### Working data

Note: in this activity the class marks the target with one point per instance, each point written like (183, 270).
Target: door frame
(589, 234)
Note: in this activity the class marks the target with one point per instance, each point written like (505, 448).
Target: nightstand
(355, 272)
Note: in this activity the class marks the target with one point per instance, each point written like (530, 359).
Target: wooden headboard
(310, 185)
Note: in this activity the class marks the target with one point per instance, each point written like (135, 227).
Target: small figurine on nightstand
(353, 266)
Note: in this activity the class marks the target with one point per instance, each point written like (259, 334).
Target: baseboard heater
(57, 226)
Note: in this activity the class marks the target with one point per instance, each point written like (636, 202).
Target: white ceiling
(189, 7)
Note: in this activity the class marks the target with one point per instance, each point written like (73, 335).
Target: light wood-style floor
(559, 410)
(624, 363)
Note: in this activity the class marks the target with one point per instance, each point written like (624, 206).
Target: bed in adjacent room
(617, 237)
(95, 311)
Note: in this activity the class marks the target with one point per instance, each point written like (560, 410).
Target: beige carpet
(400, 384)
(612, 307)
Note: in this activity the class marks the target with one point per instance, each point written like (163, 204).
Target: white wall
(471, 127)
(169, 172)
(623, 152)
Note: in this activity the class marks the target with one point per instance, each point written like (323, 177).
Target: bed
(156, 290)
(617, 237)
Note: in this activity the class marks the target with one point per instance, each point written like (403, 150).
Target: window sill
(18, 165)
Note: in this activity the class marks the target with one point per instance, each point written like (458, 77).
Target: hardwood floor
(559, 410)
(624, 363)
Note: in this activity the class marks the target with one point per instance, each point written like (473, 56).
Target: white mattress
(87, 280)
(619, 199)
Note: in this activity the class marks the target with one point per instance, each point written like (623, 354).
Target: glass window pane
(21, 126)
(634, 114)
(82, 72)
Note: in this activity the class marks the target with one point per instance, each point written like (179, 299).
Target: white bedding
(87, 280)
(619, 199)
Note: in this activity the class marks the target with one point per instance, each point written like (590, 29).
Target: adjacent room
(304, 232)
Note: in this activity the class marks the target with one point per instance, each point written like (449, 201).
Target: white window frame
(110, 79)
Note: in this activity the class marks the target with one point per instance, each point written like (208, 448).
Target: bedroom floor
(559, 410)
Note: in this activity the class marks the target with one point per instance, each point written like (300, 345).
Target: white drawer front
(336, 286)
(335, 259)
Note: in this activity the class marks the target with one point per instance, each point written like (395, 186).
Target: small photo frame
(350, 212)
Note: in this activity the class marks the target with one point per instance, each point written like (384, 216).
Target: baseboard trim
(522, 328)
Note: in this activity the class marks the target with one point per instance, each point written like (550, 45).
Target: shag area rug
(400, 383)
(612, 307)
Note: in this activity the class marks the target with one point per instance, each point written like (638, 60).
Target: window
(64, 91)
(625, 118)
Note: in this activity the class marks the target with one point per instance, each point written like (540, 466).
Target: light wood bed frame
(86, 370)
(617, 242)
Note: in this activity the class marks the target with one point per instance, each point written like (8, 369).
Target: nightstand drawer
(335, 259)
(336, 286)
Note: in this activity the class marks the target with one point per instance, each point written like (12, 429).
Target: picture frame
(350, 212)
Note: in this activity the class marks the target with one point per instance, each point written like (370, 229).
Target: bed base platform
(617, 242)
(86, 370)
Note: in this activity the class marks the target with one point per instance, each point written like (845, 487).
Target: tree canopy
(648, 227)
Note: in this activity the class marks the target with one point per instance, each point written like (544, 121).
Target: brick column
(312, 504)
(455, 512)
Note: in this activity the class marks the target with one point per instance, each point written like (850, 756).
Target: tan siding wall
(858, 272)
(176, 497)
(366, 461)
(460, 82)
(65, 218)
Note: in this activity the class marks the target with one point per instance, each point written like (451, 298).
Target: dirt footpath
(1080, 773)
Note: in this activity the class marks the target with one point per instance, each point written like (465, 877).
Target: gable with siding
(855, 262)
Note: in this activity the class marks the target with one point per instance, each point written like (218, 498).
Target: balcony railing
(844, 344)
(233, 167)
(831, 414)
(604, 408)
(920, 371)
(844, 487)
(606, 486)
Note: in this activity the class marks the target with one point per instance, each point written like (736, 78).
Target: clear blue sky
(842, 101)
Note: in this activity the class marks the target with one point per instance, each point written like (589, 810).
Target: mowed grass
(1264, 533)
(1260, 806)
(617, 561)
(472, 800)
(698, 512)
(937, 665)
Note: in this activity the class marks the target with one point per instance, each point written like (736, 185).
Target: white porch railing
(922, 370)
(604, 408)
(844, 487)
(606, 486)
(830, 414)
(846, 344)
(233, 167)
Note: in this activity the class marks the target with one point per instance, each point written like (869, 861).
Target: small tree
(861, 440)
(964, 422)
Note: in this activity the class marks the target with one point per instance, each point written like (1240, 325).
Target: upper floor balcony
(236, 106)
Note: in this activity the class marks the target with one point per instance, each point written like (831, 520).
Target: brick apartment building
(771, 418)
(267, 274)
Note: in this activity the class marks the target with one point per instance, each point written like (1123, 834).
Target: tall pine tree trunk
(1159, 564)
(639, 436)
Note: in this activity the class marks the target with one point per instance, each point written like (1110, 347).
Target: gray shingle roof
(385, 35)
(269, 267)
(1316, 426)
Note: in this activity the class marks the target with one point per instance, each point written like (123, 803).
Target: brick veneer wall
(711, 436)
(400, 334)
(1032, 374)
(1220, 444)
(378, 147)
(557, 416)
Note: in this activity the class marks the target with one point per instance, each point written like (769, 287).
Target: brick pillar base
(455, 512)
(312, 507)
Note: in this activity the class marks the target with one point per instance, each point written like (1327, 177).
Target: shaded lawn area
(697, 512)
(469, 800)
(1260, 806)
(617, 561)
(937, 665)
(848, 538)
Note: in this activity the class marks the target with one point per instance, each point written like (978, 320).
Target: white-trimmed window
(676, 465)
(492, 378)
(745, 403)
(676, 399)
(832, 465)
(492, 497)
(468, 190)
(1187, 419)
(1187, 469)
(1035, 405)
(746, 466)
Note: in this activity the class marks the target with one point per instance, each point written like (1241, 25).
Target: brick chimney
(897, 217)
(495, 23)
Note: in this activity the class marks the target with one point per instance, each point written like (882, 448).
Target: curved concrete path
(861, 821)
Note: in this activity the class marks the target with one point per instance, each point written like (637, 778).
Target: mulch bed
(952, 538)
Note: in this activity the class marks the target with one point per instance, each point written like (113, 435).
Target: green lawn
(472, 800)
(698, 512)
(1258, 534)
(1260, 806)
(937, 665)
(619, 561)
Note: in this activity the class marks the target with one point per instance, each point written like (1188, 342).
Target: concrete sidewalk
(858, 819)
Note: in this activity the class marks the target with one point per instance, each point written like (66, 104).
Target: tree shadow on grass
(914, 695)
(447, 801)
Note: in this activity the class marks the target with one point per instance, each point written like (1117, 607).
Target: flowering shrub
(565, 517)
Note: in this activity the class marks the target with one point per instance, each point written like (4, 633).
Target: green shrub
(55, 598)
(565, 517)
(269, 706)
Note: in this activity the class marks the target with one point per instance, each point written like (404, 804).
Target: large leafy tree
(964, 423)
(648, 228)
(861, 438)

### What is required
Write out the full set of records exactly as given.

### Correct result
Note: in this activity the class marks the target with one point per instance, each point written like (183, 270).
Target: door frame
(589, 234)
Note: in this activity the class marks the target with one point per instance, each point written like (505, 448).
Target: nightstand
(355, 272)
Note: in this activity the class marks the target with one point per instance, each point written like (530, 359).
Target: wooden headboard
(310, 185)
Note: in this activity the class marks the target with one point per instance, each point written like (135, 227).
Target: small figurine on nightstand
(353, 266)
Note: in this activity the class marks the target with one point per instance, each point written like (259, 334).
Target: baseboard heater
(57, 226)
Note: in this activity the class marks the target with one point per instance, each point written like (636, 202).
Target: white ceiling
(189, 7)
Note: in this activity the class marks the target with one point per instance, each point written like (73, 335).
Target: light wood-style floor
(559, 410)
(624, 363)
Note: in this activity the class marks the target with one point per instance, each point written like (624, 206).
Target: bed in adjacent room
(617, 237)
(95, 311)
Note: in this activity the class marks the target with one point per instance, each point written like (560, 410).
Target: beige carpet
(400, 384)
(612, 307)
Note: in this activity the class marks the target with one point per instance, each point written like (163, 204).
Target: white wall
(471, 127)
(169, 172)
(623, 152)
Note: in this activity the class marks the target with one point per instance, each point written like (323, 177).
Target: bed
(156, 290)
(617, 237)
Note: in this activity the class marks the target with one point per instance, each point written like (403, 150).
Target: window sill
(18, 165)
Note: in this activity the class marks the target with one point per instance, each point written like (458, 77).
Target: hardwood floor
(559, 410)
(624, 363)
Note: in this activity the class marks the target with one point per instance, each point written like (473, 56).
Target: white mattress
(87, 280)
(619, 199)
Note: in this activity the class marks the target with one point per instance, each point written like (623, 354).
Target: glass window pane
(21, 126)
(634, 114)
(82, 72)
Note: in this activity the class marks the target with one point per instance, each point written like (179, 299).
Target: white bedding
(87, 280)
(619, 199)
Note: in this activity the class marks the target with one point per instance, each point written like (590, 29).
Target: adjacent room
(304, 232)
Note: in this activity the class marks the target with one point per instance, each point written like (449, 201).
Target: white window frame
(110, 79)
Note: in this activity the class marks the target with one point per instance, each point written like (208, 448).
Target: bedroom floor
(559, 410)
Note: in this activity the class marks the target with one point per instance, each point written like (300, 345).
Target: white drawer front
(336, 286)
(335, 259)
Note: in this activity the class marks the target with one point per instance, each point written like (395, 186).
Target: small photo frame
(350, 212)
Note: in this activity the class marks the target with one point per instance, each point written like (384, 216).
Target: baseboard trim
(522, 328)
Note: in this activity the class marks the target with one point per instance, each point written like (550, 45).
Target: shag area rug
(400, 383)
(612, 307)
Note: in this activity the class marks the target with one point per instance, each point written like (638, 60).
Target: window
(64, 91)
(625, 118)
Note: in this activity the class marks the target with one point per instance, each point written like (540, 466).
Target: light wood bed frame
(86, 370)
(617, 242)
Note: in this activity the class marks the target with one point per instance, each point written like (8, 369).
Target: nightstand drawer
(335, 259)
(336, 286)
Note: in this activity the class marks the target with one point per instance, each point written like (12, 429).
Target: picture frame
(350, 212)
Note: in this activity the class marks the target with one point per instance, each point written like (370, 229).
Target: bed base platform
(617, 242)
(86, 370)
Note: in this activity the class marks the target with one point per instance, each point written like (845, 487).
Target: tree canopy
(648, 227)
Note: in this activity the class marks the target with one point per instance, each point written like (544, 121).
Target: brick column
(312, 504)
(455, 512)
Note: in this activity the class marks the target with one point per instance, each point written like (850, 756).
Target: tan siding wall
(858, 272)
(176, 497)
(366, 461)
(460, 82)
(65, 218)
Note: in this activity the class marks the target with one point per instance, each point written like (451, 298).
Target: dirt footpath
(1080, 773)
Note: in this activity the class marks the target with one point per instance, each point written like (465, 877).
Target: gable with siding
(855, 262)
Note: in this activity the class marks the target with one point per instance, each point written like (218, 498).
Target: balcony railing
(844, 344)
(233, 167)
(831, 414)
(604, 408)
(920, 371)
(844, 487)
(606, 486)
Note: in this activity the class marks the target with one point per instance, each point written like (736, 78).
Target: clear blue sky
(842, 101)
Note: in this activity the class marks the target with one point per instance, each point written like (589, 810).
Target: mowed grass
(1264, 533)
(1260, 806)
(617, 561)
(472, 800)
(698, 512)
(937, 665)
Note: in this activity the class marks the target with one point per instance, each point written like (736, 185).
Target: white porch railing
(922, 370)
(604, 408)
(844, 487)
(606, 486)
(830, 414)
(846, 344)
(233, 167)
Note: in this activity the class marks the target with one point per instance, each point written like (869, 861).
Target: small tree
(861, 440)
(964, 422)
Note: in this activity the class marks the target with one point per instance, each point written like (1240, 325).
Target: upper floor balcony
(236, 106)
Note: in this activity the class marks the target with one point per instance, each point written like (831, 520).
Target: brick apartment building
(771, 418)
(267, 274)
Note: in this activity the class marks the target with one point per instance, each point written like (1123, 834).
Target: tall pine tree trunk
(1159, 564)
(639, 436)
Note: in this activity the class marks the target with one point per instance, each point written like (1110, 347).
Target: gray shingle roof
(385, 35)
(269, 267)
(1316, 426)
Note: in this activity the class marks the target with one point per instance, each point written like (123, 803).
Target: brick veneer wall
(711, 436)
(400, 334)
(1032, 374)
(1220, 444)
(378, 147)
(557, 416)
Note: in this activity the class marks the target with one point per instance, each point written like (769, 287).
Target: brick pillar base
(455, 512)
(312, 507)
Note: in this activity the class marks the target with one point per instance, each point written like (1327, 177).
Target: shaded lawn area
(697, 512)
(469, 800)
(1260, 806)
(617, 561)
(937, 665)
(848, 538)
Note: in this activity the class marks the target with one point per instance, each point written like (978, 320).
Target: white-trimmed window
(676, 465)
(492, 378)
(745, 403)
(676, 399)
(832, 465)
(492, 497)
(468, 190)
(1187, 419)
(1187, 469)
(1035, 405)
(746, 466)
Note: in this activity the class marks the target with one point per instance, each point written like (1241, 25).
Target: brick chimney
(897, 217)
(495, 23)
Note: in this activity the class marks the target with one point per instance, each point written like (882, 448).
Target: curved concrete path
(861, 821)
Note: in this activity the class marks the target with one point per instance, each point written like (637, 778).
Target: mulch bed
(952, 538)
Note: in this activity the class marks the target with one point per instance, each point written like (113, 435).
Target: green lawn
(472, 800)
(698, 512)
(1258, 534)
(1260, 806)
(937, 665)
(619, 561)
Note: in this activity the class marks the target with one point per instance, each point written like (1188, 342).
Target: concrete sidewalk
(858, 819)
Note: in this activity the class marks the target with one point per instance, each point written like (66, 104).
Target: tree shadow on grass
(914, 695)
(447, 801)
Note: in this activity the class marks the target with one point per instance, each point written like (1117, 607).
Target: flowering shrub
(565, 517)
Note: in this activity the class marks the target with one point per instance, each point written like (4, 633).
Target: green shrub
(55, 598)
(565, 517)
(269, 706)
Note: in this activity the class marks the target with one point per instance, each point written like (404, 804).
Target: large leafy tree
(964, 423)
(648, 228)
(861, 438)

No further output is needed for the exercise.